What to do
Rewrite every row below, replacing "Objective" with "Task" and leaving everything else unchanged. Omit the pictures from your answer.

Source records

---+---

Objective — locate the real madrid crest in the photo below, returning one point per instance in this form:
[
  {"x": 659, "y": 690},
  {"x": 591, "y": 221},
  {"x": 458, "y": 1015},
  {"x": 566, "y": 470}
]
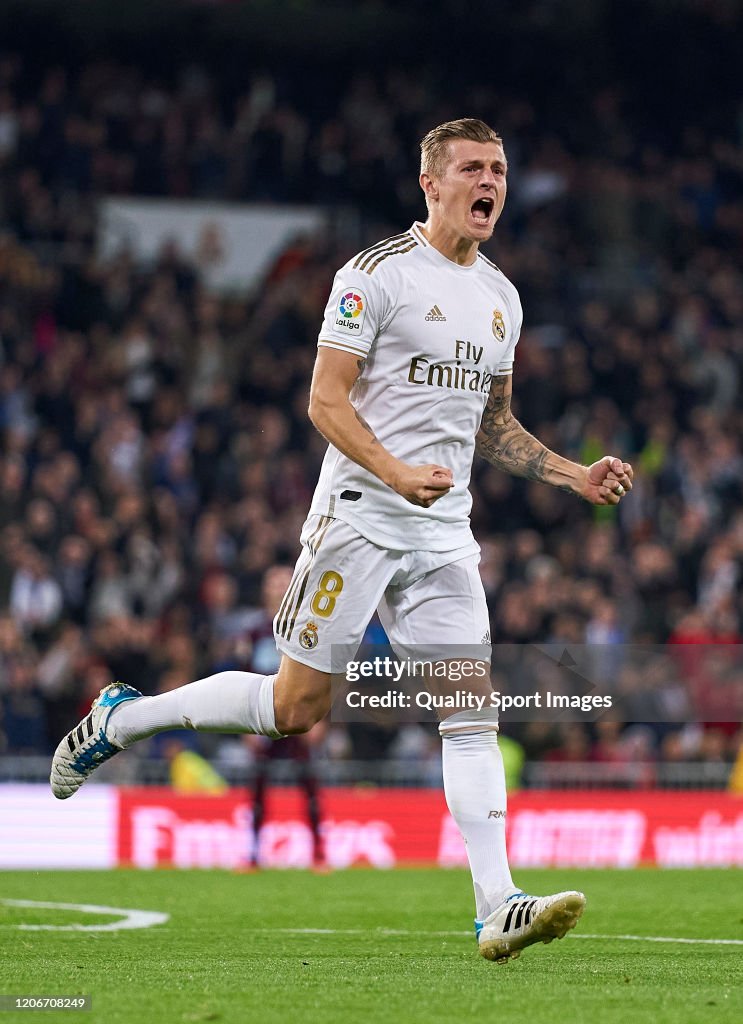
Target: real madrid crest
[{"x": 308, "y": 637}]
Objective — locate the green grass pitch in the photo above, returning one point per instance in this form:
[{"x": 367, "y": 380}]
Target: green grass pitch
[{"x": 388, "y": 946}]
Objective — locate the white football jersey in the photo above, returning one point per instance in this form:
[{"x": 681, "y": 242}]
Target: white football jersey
[{"x": 432, "y": 335}]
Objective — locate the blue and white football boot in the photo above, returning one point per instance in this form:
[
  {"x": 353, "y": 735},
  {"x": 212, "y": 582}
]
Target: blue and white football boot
[
  {"x": 522, "y": 920},
  {"x": 90, "y": 743}
]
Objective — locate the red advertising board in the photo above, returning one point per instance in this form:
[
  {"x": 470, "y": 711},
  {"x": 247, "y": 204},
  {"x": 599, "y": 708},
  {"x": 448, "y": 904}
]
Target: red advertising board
[{"x": 384, "y": 827}]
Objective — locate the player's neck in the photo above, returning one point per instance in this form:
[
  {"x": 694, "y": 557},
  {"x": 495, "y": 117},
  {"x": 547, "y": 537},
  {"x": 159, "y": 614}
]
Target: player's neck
[{"x": 452, "y": 246}]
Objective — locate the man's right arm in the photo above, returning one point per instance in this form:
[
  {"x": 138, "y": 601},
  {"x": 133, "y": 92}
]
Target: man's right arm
[{"x": 332, "y": 413}]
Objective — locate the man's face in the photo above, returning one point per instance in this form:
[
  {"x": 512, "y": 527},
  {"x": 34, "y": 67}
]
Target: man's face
[{"x": 470, "y": 195}]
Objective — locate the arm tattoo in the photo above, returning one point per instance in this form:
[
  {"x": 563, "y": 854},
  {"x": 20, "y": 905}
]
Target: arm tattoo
[{"x": 503, "y": 441}]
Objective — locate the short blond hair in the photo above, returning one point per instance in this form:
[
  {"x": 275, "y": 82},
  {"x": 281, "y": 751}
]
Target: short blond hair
[{"x": 435, "y": 145}]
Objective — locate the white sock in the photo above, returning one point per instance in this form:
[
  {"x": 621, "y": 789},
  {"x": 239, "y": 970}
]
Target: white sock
[
  {"x": 475, "y": 788},
  {"x": 229, "y": 701}
]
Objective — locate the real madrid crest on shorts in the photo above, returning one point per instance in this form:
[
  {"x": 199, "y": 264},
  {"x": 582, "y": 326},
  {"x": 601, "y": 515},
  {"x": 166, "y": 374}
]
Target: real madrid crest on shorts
[
  {"x": 498, "y": 325},
  {"x": 308, "y": 637}
]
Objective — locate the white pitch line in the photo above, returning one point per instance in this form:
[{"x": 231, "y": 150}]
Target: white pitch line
[
  {"x": 129, "y": 919},
  {"x": 572, "y": 935}
]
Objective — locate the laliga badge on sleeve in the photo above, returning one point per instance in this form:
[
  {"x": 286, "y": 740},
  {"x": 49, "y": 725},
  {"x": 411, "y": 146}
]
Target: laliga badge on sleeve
[{"x": 351, "y": 311}]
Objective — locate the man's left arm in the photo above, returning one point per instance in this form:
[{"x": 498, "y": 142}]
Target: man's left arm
[{"x": 503, "y": 441}]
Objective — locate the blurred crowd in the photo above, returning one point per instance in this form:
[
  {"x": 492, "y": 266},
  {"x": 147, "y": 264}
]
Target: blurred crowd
[{"x": 156, "y": 458}]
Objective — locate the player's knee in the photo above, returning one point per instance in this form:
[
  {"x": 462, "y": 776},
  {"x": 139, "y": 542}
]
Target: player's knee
[{"x": 300, "y": 716}]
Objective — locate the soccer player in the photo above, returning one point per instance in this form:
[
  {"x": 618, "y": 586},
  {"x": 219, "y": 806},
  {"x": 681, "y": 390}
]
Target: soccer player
[{"x": 412, "y": 378}]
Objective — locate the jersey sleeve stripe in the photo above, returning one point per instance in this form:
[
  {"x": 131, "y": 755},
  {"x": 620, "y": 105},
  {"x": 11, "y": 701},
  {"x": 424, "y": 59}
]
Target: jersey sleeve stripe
[
  {"x": 362, "y": 264},
  {"x": 390, "y": 252},
  {"x": 329, "y": 343}
]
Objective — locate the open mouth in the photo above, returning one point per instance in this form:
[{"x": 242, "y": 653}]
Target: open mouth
[{"x": 482, "y": 209}]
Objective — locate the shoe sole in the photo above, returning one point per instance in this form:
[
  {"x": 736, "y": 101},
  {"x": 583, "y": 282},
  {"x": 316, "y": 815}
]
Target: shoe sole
[{"x": 553, "y": 923}]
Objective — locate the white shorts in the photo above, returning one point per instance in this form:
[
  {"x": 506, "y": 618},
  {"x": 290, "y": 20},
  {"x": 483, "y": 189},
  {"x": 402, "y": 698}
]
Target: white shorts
[{"x": 425, "y": 599}]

---+---

Answer
Task — locate the real madrid crest in the photo below, returning one point per instance in this form:
[
  {"x": 659, "y": 690},
  {"x": 591, "y": 221},
  {"x": 458, "y": 1015},
  {"x": 566, "y": 470}
]
Target: real madrid crest
[{"x": 308, "y": 637}]
Task — locate the green grass pitch in the photo above, returning one point per instance in this form:
[{"x": 367, "y": 380}]
Target: green grass pitch
[{"x": 388, "y": 946}]
Task — locate the white football jersey in the photo above, returning one point per instance in this form:
[{"x": 681, "y": 242}]
Target: white football jersey
[{"x": 432, "y": 335}]
Task — locate the blue and white football boot in the photo above, returning one point per instance in this form:
[
  {"x": 353, "y": 735},
  {"x": 212, "y": 582}
]
Target: blue and white football boot
[
  {"x": 522, "y": 920},
  {"x": 90, "y": 743}
]
Task — locate the red advertising board in the photo above, returning one point per instance in this form:
[
  {"x": 470, "y": 711},
  {"x": 247, "y": 204},
  {"x": 599, "y": 708},
  {"x": 448, "y": 904}
]
Target: red advertising board
[{"x": 384, "y": 827}]
Task — locate the player's neck in the photo above, returning one point per instance in this form:
[
  {"x": 694, "y": 557},
  {"x": 495, "y": 117},
  {"x": 547, "y": 537},
  {"x": 159, "y": 614}
]
Target: player's neck
[{"x": 452, "y": 246}]
Task — locate the man's right arm in the photo above, returning one point per instance in this form:
[
  {"x": 138, "y": 601},
  {"x": 133, "y": 92}
]
Target: man's right arm
[{"x": 332, "y": 413}]
Task — locate the man's face in the photo above, returning one point per instance in this form:
[
  {"x": 512, "y": 527},
  {"x": 34, "y": 67}
]
Target: man's face
[{"x": 470, "y": 195}]
Task — locate the arm tattoo in the photo above, returning one point per instance in this form:
[
  {"x": 563, "y": 854},
  {"x": 20, "y": 905}
]
Target: arm tattoo
[{"x": 503, "y": 441}]
Task — locate the short blond hair in the photo above, returning one point per instance in this form:
[
  {"x": 275, "y": 82},
  {"x": 281, "y": 751}
]
Target: short blond hair
[{"x": 435, "y": 145}]
Task — locate the white sock in the photo above, returning one point per instance in this form:
[
  {"x": 621, "y": 789},
  {"x": 239, "y": 970}
]
Target: white sock
[
  {"x": 475, "y": 788},
  {"x": 229, "y": 701}
]
Task — locate the real madrid crest on shorts in the photo above, returning one point per instance in this form:
[
  {"x": 199, "y": 264},
  {"x": 582, "y": 326},
  {"x": 601, "y": 515},
  {"x": 166, "y": 374}
]
Target: real madrid crest on shorts
[
  {"x": 498, "y": 325},
  {"x": 308, "y": 637}
]
Task — locate the white pitch line in the photo above, returning one point per instance in this form:
[{"x": 231, "y": 150}]
Target: white pitch line
[
  {"x": 129, "y": 919},
  {"x": 572, "y": 935}
]
Task — locate the laliga badge on sleeve in the photo above, returning one point per instance in this form:
[
  {"x": 286, "y": 740},
  {"x": 49, "y": 725},
  {"x": 411, "y": 146}
]
Target: laliga badge on sleeve
[{"x": 351, "y": 311}]
Task — locate the man's left arm in the photo above, returning one point per instance in this form:
[{"x": 498, "y": 142}]
Target: man's left arm
[{"x": 503, "y": 441}]
Task — locate the blurred crowd in the photo above, returning one point per instance in this form:
[
  {"x": 492, "y": 266},
  {"x": 147, "y": 264}
]
Target: blurred crowd
[{"x": 156, "y": 458}]
Task — locate the player's knee in the photo above, returning one point per instance in this form:
[
  {"x": 462, "y": 776},
  {"x": 139, "y": 542}
]
Target: player's knee
[{"x": 300, "y": 716}]
Task — locate the soccer player in the photo above, returning one point per instance in this form:
[
  {"x": 618, "y": 586},
  {"x": 219, "y": 806},
  {"x": 681, "y": 390}
]
Target: soccer player
[{"x": 412, "y": 378}]
Task — locate the jersey sleeve stripe in the photo above, returning one point per instance in this form:
[
  {"x": 131, "y": 755},
  {"x": 620, "y": 105},
  {"x": 11, "y": 701},
  {"x": 424, "y": 59}
]
Target: jersey sleeve stripe
[
  {"x": 362, "y": 264},
  {"x": 390, "y": 252},
  {"x": 329, "y": 343}
]
Task — locate the open mouth in the photo above, returning one point per instance in this form:
[{"x": 242, "y": 653}]
Target: open mouth
[{"x": 482, "y": 209}]
Task — locate the shoe sole in the photo above, returning one point per instance in this form:
[
  {"x": 736, "y": 101},
  {"x": 583, "y": 282},
  {"x": 316, "y": 815}
]
Target: shoe sole
[{"x": 553, "y": 923}]
Task — locate the white shorts in the photo above, returning one point per instance in this form:
[
  {"x": 506, "y": 618},
  {"x": 290, "y": 20},
  {"x": 483, "y": 189},
  {"x": 402, "y": 698}
]
Target: white shorts
[{"x": 425, "y": 599}]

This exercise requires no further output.